PASSAGE →
______________________________
The "Hello world!" message is missing! Why? Why isn't my code running? Or maybe it's running but it isn't causing any output?

milabs commented 10 years ago

@alexandernst x86_64 calling conventions supposes that function args is in regs RDI, RSI, RDX and RCX. You code must looks like this:

// printk("\n\n\n%s\n\n\n", "hello world"); mov rdi, offset of ("\n\n\n%s\n\n\n") mov rsi, offset of ("hello world") mov rax, &printk call rax

http://en.wikipedia.org/wiki/X86_calling_conventions#x86-64_calling_conventions

alexandernst commented 10 years ago

@milabs What exactly is the offset in your example code?

offset = \<variable addr\> - <(current address + 5)> ?
milabs commented 10 years ago

@alexandernst No, as RDI and RSI are 64 bit registers, offset is not relative. Offset is the variable address. Think about the CPU. It fetches instructions one by one. Relative RIP addressing means that the address is relative to RIP pointer. But the CPU doesn't know anything about the instruction before it fetched. After that, RIP points to the next instruction and all relative offsets related to that RIP.

alexandernst commented 10 years ago

@milabs Hmmm, ok, I'll try it as soon as I get home (at the office now) :smile:

alexandernst commented 10 years ago

@milabs It works !!!!!!!! :smile: Now I need to get a simple "Hello world" for x86 (which I don't think will be any different) and then start coding the real part.

milabs commented 10 years ago

@alexandernst Excellent :) Tell that to all the SO peoples :)
______________________________
DATASET CONTENT →

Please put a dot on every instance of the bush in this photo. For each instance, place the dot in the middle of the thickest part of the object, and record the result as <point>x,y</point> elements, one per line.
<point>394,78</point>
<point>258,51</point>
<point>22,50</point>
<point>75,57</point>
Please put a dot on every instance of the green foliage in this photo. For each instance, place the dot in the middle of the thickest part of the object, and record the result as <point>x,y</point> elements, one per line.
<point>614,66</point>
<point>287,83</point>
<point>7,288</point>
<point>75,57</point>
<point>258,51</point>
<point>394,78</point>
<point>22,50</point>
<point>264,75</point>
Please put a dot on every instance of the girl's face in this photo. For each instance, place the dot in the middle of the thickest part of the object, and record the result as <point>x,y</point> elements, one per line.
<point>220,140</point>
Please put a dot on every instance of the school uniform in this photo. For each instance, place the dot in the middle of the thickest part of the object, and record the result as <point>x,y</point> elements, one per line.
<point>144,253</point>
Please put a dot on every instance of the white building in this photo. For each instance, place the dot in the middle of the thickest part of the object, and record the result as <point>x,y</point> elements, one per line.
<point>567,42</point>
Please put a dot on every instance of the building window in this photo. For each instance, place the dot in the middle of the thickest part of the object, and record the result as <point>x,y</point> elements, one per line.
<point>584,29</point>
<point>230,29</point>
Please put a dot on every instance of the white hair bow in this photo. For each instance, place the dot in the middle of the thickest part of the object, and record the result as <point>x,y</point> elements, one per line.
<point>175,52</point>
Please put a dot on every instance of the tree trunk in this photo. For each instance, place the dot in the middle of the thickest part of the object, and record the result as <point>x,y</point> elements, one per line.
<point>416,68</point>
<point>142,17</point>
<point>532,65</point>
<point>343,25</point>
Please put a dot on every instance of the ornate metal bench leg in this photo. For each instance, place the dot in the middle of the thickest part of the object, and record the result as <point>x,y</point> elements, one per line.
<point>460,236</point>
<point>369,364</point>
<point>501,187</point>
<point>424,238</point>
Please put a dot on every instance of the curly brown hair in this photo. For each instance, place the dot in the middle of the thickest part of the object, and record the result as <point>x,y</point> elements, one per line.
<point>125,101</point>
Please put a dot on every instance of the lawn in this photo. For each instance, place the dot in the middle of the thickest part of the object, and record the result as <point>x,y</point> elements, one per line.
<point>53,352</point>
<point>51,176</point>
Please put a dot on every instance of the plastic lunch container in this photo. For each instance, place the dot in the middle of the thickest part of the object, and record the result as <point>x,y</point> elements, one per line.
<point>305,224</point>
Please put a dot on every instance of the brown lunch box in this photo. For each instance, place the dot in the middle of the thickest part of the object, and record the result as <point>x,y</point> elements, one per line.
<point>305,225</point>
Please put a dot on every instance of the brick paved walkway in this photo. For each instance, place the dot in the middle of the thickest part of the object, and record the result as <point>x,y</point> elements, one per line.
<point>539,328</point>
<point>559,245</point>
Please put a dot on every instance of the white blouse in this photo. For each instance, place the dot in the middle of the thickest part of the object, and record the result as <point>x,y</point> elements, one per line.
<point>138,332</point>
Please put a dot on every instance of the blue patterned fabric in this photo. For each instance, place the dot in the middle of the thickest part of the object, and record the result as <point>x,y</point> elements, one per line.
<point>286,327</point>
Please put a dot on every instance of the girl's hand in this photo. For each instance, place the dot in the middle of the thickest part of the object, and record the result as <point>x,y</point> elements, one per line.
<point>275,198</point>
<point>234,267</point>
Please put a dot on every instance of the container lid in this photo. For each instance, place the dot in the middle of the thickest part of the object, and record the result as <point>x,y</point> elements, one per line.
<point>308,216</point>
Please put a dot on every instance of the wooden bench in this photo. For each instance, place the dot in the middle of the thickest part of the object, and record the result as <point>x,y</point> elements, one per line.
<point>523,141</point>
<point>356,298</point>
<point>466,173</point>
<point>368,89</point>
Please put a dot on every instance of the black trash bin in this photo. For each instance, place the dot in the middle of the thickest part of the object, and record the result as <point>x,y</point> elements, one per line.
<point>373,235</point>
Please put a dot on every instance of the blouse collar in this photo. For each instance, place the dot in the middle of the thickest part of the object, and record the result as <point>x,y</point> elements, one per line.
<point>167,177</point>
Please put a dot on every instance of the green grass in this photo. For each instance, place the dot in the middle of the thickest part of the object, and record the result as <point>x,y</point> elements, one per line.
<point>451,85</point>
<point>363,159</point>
______________________________
SET TASKS →
1/ Copy the part of the x86_64 calling conventions thread between "offset = \<variable" and "the real part.", inclusive.
2/ List every CPU register that the x86_64 calling conventions thread names.
3/ Pick up the forum thread on x86_64 calling conventions from where it stops and continue it.
The entries were drawn from a separate source, not from the thread.

SET OF ANSWERS →
1/
offset = \<variable addr\> - <(current address + 5)> ?
milabs commented 10 years ago

@alexandernst No, as RDI and RSI are 64 bit registers, offset is not relative. Offset is the variable address. Think about the CPU. It fetches instructions one by one. Relative RIP addressing means that the address is relative to RIP pointer. But the CPU doesn't know anything about the instruction before it fetched. After that, RIP points to the next instruction and all relative offsets related to that RIP.

alexandernst commented 10 years ago

@milabs Hmmm, ok, I'll try it as soon as I get home (at the office now) :smile:

alexandernst commented 10 years ago

@milabs It works !!!!!!!! :smile: Now I need to get a simple "Hello world" for x86 (which I don't think will be any different) and then start coding the real part.

2/ RDI, RSI, RDX, RCX, RAX, RIP

3/
alexandernst commented 10 years ago

@milabs I was re-reading the calling conventions and I have 2 questions.

First question:

In x64: Userland uses RDI, RSI, RDX, RCX, R8, R9, if there are more than 6 arguments, the stack is used too. Syscalls uses RDI, RSI, RDX, R10, R8, R9, if there are more than 6 arguments, the stack is used too.

In x86: Userland uses stack for all arguments Syscalls use EBX, ECX, EDX, ESI, EDI, EBP, if there are more than 6 arguments, the stack is used too.

Have I understood the docs right?

Second question: Are there syscalls with more than 6 arguments? Which ones?

alexandernst commented 10 years ago

@milabs Look at https://github.com/alexandernst/procmon/commit/d50d2e16bcde7b6d0686bca001a677d05e1e3aa7 I'm almost done!! :smile: :smile: :smile:

I'm only missing the unhook part, which can be done in two different ways.

The first way, which is the less eficient, is to completely remove the fake syscall call and leave only the real syscall call. This way procmon will waste around 60bytes for each syscall. Not much, but feels kind of dirty.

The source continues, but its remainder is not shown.